*FRAGMENTO DEL DOCUMENTO:*

-*-

(1931 – 2024)
Todo retrato de un intelectual enfrenta al que lo realiza con un problema preliminar. ¿Se debe estudiar el hombre o la obra? Por expresarlo mejor, debemos indagar de él sus escritos, en sí, y eventualmente los escritos en que se apoyaban, o con los que dialogaban, es decir una historia de textos que sería lo único que debería interesarnos de un intelectual, o debemos incluir su trayectoria formativa, su cursus honorum académico e incluso su vida personal, que sería las que permitirían entender mejor tanto al intelectual como al hombre que está debajo o antes del intelectual?
Una segunda complicación adicional se presenta cuando se trata de una persona que hemos conocido y con la que hemos interactuado muchos años. Debemos basarnos de nuevo en lo que escribió y en lo que sobre él se escribió, o en nuestras experiencias trasmutadas en recuerdos, y por ende no siempre fiables. Entre esas opciones he decidido inclinarme por las segundas.
Debo, por tanto, comenzar señalando que conocí a José Carlos Chiaramonte y a Susana, su esposa, en 1986, poco después de su retorno a la Argentina desde el exilio en México. Un retorno que no era producto de una prolongada maduración, o de un irresistible impulso de retornar (como en otros exiliados) sino de un acontecimiento decisivo: el terrible terremoto que asoló a la ciudad de México el año precedente. Que tuviera dudas indica (creo) que juzgaba positivamente los recursos y las posibilidades académicas existentes allí, comparadas con las que había tenido en Argentina en los años precedentes al exilio. Y si se puede hacer esa conjetura es porque, al mismo tiempo, era mucho menos entusiasta hacia la sociedad mejicana. En broma solía decir que los años mejicanos le habían servido para prepararse a afrontar la decadencia argentina.
Supongo que el punto de partida de nuestro vínculo fue mi invitación a que participase en unas jornadas que organizábamos con investigadores italianos sobre la inmigración peninsular a nuestro país, en las que presentó un muy sugestivo trabajo sobre la presencia italiana en el litoral argentino. Proponía, con mucha perspicacia, una pregunta acerca de la preponderancia de aquella imagen tan persistente del argentino como un “hombre de tierra firme”, generalmente a caballo, que oscurecía a otro tipo, el hombre de río o de mar, “la mayor parte del tiempo sobre el leño en que navega” y en la que el pescado y no la carne era la principal dieta y que había recibido mucha menor atención en la historiografía, pero también en la literatura. Y aquí se veía, desde luego, la experiencia del hombre de la ribera del Paraná, que había sido por tantos años, desde su infancia en Arroyo Seco, donde había nacido en 1931, a los prolongados años rosarinos, sea como estudiante, luego docente, luego Director de la Escuela Normal N. 3 de Rosario, o como estudiante de Filosofía y luego docente de Historia del Pensamiento y la Cultura de la Facultad de Humanidades de la misma ciudad (y todavía esa experiencia ribereña se prolongaría hasta Paraná, donde tenía una de sus sedes la Universidad del Litoral).

-*-

*INFORMACIÓN PRESENTADA:*
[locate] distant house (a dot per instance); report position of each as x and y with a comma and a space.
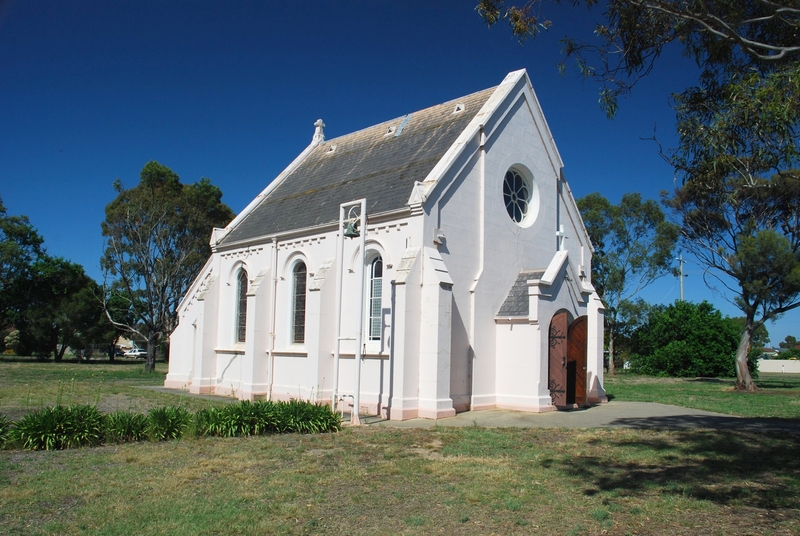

-*-

*CONSIGNAS:*
(1) Enumera las condiciones y los cargos que el fragmento sobre José Carlos Chiaramonte le atribuye durante sus años rosarinos.
(2) Prosigue el fragmento sobre José Carlos Chiaramonte a partir de su última oración.

*RESPUESTAS ESPERADAS:*
(1)
- Estudiante
- Docente
- Director de la Escuela Normal N. 3 de Rosario
- Estudiante de Filosofía
- Docente de Historia del Pensamiento y la Cultura de la Facultad de Humanidades

(2)
Si esas jornadas fueron el punto de partida de una larga amistad, que como toda amistad tuvo sus altos y bajos, pero perduró casi hasta el final, ello se debe a su generosidad inicial hacia alguien con mucha menor trayectoria académica. Finalmente, cuando era yo todavía estudiante ya había sido lector de sus trabajos, a comenzar por “Nacionalismo y liberalismo económico”. Además, muchas cosas nos separaban, desde las pertenencias generacionales (era 18 años mayor) hasta las procedencias intelectuales (y políticas), desde los temas de los cuales nos ocupábamos hasta los mundos de sociabilidad.
Además, compartíamos la misma Facultad de Filosofía y Letras de la Universidad de Buenos Aires pero en lugares distintos. Chiaramonte en el Instituto Ravignani, donde tenía su sede como investigador, y yo en el Departamento de Historia, donde era profesor. Lo que quizás podía acercarnos era una cierta distancia del mainstream de la historiografía argentina del momento de la transición, y algunos gustos compartidos hacia la cultura italiana (con permanentes bromas acerca de su sicilianidad y mi genovesidad), o hacia la literatura europea y argentina.
Pronto uno se enteraba de los lazos que Chiaramonte tenía con el notable grupo de escritores y poetas del litoral, Juan L. Ortiz (o simplemente Juanele), el mayor, Hugo Gola, Juan Jose Saer. Si uno quiere encontrar alguno de los hechos diferenciales que distinguen a Chiaramonte en la historiografía argentina, y sobre todo en relación con las generaciones más jóvenes, era esa relación con la literatura de la que era un omnívoro consumidor. Y más de una vez le escuché lamentarse de que los jóvenes de la generación sucesiva -y entre ellos los más cercanos a él- leían muy poco más allá de libros de historia. Y no se trata de argumentar acerca de cómo ello pudo o no haber influido en su prosa historiográfica -más bien en esta parece haberse impuesto la máxima de un estilo grave, en su caso no desprovisto de elegancia-, sino de que sus curiosidades iban más allá del archivo o de la reconstrucción minuciosa de procesos históricos.
Si la literatura era un hecho diferencial, creo que la pertenencia a la cultura comunista, desde sus años de estudiante hasta 1963, era otro. ¿Pero que querría decir cultura comunista, en esos años y en esa generación? Ante todo, que había allí muchos jóvenes inteligentes y cultos, de aquellos poetas del litoral hasta los que fundarían en Córdoba, “Pasado y Presente” y con los que Chiaramonte tuvo una relación ambigua. Una cultura, qué si no puede ser exaltada por su perspicacia política, sí puede serlo en tanto mundo de lectores de libros y no solo políticos.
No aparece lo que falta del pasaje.